**Problems to work on**
a) According to the pandemic post, in what year was the Institute for Crisis Management founded?
b) Print the pandemic post from "For hundreds of" to "fully prevent another pandemic." word for word.

*** Extract ***

Thursday, May 23, 2013

Don't Underestimate The Next Pandemic

I have been talking about the need to plan for the next worldwide pandemic since this time in 2005.

Since our founding in 1989 the Institute for Crisis Management has been warning leaders of all kinds and sizes of businesses and other organizations about the need to plan for crises and prevent as many as possible.

We have had a measure of success in helping businesses around the globe plan and train for the inevitable bumps in the road they are most likely to encounter.  But it continues to frustrate me when we talk about pandemic planning and so many intelligent executives, owners and leaders ignore the threat.

It doesn't matter what you do or how big or small your organization is, a pandemic could have a devastating impact on it.

China has been dealing with a new strain of "bird flu" identified as H7N9. In the past two months 131 people have been infected and 36 have died. It has not reached pandemic status yet, and it may never.  But, if this strain of bird flu is not the beginning of the next worldwide pandemic, there will likely be another strain develop that will.

For hundreds of years and about every 20 to 30 years, the world has experienced a major pandemic, which killed thousands of people. The worst in modern times struck in 1918 and killed 500,000 people in the United States and 50-million worldwide.

Healthcare has advanced significantly since then, but it hasn't figured out how to fully prevent another pandemic. 

If you are not concerned about the human suffering, sickness and death that has accompanied pandemics throughout history, how about the economic impact on the people and governments?

*** End of Extract ***
*** Listed records ***

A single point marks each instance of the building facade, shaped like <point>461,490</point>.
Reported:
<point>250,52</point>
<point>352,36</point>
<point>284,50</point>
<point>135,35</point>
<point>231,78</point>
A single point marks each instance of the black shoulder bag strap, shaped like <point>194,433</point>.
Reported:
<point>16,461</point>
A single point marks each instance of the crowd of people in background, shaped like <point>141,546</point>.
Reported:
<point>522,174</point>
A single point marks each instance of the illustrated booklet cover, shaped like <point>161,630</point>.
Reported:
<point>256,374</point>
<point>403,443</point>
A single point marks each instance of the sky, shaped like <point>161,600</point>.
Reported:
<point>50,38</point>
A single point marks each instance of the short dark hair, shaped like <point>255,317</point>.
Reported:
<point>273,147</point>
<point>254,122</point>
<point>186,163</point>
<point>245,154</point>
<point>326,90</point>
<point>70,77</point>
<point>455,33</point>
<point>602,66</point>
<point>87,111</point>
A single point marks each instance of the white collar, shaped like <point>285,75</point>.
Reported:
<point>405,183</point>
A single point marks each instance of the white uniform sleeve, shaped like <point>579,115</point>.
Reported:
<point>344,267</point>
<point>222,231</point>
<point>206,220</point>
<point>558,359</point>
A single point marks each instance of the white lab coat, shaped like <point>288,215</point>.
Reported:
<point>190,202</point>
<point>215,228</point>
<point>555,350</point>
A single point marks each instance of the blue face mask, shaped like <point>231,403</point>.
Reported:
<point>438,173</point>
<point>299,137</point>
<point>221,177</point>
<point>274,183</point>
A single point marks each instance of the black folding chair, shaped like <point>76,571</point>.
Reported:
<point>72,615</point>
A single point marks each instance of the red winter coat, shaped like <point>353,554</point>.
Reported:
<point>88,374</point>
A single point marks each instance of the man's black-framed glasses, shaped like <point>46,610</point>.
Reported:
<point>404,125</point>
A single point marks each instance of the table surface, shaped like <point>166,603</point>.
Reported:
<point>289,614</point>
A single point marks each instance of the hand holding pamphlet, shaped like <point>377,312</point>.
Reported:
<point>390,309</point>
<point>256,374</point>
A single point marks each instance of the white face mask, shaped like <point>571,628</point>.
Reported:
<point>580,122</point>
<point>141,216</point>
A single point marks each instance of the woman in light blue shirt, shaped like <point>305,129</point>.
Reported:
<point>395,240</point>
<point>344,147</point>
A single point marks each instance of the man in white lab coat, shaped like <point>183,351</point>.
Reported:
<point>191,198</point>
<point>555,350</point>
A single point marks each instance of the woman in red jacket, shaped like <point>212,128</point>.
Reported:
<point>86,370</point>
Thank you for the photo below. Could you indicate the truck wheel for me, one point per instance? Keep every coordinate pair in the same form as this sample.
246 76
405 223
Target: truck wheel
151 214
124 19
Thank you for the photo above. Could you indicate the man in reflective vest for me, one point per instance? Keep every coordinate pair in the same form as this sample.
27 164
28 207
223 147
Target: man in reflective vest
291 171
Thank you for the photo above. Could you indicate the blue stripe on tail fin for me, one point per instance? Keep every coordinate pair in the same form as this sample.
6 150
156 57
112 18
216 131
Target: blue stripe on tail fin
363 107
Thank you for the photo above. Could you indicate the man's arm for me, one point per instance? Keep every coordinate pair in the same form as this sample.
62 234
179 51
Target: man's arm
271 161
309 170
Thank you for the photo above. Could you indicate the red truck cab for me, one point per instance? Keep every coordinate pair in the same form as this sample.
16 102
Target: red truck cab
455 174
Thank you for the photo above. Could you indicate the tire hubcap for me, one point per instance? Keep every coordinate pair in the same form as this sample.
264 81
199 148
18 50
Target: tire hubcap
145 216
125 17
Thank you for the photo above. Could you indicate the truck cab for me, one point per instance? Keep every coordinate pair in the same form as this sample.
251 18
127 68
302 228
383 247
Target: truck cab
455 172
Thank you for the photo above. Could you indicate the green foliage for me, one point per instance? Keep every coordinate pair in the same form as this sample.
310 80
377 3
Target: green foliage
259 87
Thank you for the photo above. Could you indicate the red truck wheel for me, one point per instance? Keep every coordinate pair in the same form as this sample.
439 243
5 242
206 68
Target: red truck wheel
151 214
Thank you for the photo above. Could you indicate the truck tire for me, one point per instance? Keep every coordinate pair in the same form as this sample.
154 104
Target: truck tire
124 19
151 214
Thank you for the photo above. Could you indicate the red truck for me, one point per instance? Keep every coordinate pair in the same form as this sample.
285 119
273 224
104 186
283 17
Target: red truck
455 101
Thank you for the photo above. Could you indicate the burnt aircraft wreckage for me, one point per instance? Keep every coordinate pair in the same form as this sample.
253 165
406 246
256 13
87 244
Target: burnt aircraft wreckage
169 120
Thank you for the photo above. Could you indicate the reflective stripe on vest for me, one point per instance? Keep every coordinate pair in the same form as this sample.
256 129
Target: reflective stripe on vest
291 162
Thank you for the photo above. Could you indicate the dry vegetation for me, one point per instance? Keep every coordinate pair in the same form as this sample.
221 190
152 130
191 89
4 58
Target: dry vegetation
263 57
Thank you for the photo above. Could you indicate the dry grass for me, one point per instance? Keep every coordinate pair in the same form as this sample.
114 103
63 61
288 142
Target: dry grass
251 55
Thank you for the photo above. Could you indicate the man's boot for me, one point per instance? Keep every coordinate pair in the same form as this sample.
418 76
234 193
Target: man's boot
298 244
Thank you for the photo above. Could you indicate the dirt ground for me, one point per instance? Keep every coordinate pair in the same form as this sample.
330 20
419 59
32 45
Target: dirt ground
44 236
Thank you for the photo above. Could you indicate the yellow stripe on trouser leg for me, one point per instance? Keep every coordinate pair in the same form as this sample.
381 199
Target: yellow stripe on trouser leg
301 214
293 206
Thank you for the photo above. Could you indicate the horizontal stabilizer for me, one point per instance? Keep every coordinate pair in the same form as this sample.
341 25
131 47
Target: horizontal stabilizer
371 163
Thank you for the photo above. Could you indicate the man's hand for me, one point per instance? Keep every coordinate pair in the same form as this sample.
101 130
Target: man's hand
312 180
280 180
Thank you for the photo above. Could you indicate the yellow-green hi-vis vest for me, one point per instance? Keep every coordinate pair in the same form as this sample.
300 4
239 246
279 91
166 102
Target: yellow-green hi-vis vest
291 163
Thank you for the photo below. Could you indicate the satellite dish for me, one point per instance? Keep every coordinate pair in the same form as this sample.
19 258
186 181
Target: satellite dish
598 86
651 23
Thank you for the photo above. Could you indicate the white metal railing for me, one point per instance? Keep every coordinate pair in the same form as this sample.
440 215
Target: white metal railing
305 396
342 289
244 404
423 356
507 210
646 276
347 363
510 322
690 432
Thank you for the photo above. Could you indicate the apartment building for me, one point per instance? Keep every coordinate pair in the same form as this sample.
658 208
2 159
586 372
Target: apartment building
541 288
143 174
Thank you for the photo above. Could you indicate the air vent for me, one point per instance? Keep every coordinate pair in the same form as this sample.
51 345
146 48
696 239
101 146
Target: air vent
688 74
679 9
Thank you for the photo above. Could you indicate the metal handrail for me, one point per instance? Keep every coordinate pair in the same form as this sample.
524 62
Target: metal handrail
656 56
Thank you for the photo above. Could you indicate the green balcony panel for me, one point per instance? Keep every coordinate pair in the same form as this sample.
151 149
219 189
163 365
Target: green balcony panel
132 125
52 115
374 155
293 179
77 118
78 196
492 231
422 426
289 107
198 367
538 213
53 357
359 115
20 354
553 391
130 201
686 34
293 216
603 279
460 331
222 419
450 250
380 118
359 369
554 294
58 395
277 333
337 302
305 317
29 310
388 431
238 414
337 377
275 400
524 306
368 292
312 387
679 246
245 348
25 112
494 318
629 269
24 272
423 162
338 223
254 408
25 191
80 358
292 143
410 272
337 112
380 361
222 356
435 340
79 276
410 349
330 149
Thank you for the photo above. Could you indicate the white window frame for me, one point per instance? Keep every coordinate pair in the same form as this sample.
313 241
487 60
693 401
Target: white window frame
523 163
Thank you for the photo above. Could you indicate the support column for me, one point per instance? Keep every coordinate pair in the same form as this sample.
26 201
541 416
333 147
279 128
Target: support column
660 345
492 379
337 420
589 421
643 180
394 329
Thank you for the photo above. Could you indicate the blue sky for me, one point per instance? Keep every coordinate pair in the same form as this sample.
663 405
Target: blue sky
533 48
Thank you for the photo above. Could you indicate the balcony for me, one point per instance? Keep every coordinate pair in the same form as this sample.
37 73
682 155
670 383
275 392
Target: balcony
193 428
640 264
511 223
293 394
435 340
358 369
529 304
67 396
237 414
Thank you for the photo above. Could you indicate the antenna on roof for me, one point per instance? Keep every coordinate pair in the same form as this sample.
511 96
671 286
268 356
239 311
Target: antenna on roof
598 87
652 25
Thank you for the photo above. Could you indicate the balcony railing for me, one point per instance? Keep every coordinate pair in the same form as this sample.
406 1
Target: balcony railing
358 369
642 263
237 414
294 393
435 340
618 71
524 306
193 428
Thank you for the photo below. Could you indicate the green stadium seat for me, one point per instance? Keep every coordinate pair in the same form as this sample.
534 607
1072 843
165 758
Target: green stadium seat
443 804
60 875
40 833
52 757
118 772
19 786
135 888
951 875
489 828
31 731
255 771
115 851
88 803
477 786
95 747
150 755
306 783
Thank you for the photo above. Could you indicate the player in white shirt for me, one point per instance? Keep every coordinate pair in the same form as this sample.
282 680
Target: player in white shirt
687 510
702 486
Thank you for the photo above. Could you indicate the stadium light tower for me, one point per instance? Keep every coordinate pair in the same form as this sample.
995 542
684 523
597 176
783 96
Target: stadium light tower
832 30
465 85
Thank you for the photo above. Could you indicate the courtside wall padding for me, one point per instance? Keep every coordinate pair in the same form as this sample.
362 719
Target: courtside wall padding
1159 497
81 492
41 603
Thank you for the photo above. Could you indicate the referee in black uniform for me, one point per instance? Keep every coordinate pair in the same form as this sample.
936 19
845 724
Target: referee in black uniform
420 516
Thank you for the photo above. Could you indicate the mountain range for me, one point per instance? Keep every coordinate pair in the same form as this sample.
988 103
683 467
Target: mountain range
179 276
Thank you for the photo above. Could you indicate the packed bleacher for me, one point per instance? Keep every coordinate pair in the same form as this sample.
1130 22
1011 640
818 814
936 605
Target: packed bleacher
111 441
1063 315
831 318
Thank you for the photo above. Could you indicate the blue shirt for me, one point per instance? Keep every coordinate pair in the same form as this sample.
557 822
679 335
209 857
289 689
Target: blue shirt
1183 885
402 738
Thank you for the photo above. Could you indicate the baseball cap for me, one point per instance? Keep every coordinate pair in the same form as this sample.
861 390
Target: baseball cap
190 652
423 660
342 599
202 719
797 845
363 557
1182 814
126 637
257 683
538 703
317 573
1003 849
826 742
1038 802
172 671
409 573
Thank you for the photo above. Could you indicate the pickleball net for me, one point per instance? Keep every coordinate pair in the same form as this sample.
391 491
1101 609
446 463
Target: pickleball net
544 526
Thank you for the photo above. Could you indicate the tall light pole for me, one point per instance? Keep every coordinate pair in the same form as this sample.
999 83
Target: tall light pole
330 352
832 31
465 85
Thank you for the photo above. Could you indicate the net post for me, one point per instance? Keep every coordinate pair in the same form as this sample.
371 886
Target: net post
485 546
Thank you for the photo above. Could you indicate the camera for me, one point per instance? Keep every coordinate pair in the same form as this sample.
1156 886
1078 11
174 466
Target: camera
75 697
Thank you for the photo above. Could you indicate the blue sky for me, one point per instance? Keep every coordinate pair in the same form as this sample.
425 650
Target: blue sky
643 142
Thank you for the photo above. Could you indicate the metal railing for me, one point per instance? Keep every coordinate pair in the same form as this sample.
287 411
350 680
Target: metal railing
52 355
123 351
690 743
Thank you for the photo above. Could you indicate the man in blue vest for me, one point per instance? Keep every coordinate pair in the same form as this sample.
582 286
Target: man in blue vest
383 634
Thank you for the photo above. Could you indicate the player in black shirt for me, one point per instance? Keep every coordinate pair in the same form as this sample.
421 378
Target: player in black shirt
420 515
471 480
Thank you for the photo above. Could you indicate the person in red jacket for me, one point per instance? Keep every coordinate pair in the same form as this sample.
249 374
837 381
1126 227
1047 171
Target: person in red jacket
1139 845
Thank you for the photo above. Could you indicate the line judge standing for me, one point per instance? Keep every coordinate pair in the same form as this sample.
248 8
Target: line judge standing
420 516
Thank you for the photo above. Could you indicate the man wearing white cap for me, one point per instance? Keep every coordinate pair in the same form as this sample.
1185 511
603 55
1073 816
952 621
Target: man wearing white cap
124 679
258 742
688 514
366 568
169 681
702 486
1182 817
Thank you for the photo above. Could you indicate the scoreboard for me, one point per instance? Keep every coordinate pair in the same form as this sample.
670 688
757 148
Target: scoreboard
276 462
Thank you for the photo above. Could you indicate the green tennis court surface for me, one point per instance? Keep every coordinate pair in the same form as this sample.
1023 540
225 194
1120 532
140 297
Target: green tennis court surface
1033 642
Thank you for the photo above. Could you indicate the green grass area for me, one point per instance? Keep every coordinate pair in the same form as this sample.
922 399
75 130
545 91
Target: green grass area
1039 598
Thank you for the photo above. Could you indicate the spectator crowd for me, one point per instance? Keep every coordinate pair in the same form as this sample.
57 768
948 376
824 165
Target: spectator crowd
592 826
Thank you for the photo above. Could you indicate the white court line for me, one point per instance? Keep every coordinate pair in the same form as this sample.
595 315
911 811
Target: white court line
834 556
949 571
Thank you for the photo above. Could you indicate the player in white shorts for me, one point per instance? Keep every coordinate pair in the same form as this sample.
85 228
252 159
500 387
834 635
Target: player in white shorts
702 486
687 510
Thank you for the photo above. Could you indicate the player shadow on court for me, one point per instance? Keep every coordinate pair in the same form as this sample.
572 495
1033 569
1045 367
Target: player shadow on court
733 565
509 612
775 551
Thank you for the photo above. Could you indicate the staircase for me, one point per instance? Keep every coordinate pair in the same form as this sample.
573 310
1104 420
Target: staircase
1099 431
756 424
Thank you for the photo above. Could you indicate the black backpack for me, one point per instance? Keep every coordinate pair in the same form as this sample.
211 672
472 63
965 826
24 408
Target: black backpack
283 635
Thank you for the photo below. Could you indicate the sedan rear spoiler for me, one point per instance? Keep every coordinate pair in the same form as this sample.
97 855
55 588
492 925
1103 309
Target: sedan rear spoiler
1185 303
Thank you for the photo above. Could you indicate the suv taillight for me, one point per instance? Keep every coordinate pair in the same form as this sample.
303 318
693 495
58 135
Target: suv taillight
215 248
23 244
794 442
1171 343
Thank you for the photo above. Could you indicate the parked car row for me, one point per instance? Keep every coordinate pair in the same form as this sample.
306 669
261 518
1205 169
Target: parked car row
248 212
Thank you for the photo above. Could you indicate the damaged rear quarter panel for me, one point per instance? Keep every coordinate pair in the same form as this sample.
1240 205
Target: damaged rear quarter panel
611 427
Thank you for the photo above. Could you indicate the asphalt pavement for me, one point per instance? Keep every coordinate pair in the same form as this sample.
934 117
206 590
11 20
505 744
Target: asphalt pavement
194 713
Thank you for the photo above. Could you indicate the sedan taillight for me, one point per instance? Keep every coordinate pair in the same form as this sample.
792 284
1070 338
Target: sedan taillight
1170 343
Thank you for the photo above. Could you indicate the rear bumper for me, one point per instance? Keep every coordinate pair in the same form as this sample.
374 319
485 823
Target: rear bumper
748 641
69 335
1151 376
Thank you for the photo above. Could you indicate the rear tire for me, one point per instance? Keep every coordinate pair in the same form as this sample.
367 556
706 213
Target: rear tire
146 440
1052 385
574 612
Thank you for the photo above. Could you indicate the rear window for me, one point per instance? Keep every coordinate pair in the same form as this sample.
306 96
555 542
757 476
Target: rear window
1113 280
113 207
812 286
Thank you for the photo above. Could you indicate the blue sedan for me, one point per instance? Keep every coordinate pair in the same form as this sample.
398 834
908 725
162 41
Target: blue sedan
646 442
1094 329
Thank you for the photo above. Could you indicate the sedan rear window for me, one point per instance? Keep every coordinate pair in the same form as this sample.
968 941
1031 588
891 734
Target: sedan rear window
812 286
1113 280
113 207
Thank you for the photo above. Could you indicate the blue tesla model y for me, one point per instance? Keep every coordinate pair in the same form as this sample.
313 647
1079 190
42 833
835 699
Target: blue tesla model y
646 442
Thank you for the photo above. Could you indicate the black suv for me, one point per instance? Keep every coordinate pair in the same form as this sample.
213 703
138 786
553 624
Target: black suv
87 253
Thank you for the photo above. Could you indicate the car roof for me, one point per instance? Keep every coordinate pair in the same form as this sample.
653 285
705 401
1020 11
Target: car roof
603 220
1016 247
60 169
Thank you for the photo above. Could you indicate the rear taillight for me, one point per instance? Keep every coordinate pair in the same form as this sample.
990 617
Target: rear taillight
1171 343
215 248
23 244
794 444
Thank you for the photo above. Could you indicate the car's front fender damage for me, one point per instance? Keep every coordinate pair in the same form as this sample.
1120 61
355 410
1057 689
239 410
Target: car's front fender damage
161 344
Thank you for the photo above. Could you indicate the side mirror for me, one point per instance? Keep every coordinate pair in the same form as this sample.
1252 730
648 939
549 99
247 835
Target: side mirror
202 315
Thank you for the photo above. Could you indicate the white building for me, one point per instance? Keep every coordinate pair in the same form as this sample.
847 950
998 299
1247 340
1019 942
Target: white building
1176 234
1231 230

*** End of Listed records ***

**Per-task outputs**
a) 1989

b)
For hundreds of years and about every 20 to 30 years, the world has experienced a major pandemic, which killed thousands of people. The worst in modern times struck in 1918 and killed 500,000 people in the United States and 50-million worldwide.

Healthcare has advanced significantly since then, but it hasn't figured out how to fully prevent another pandemic.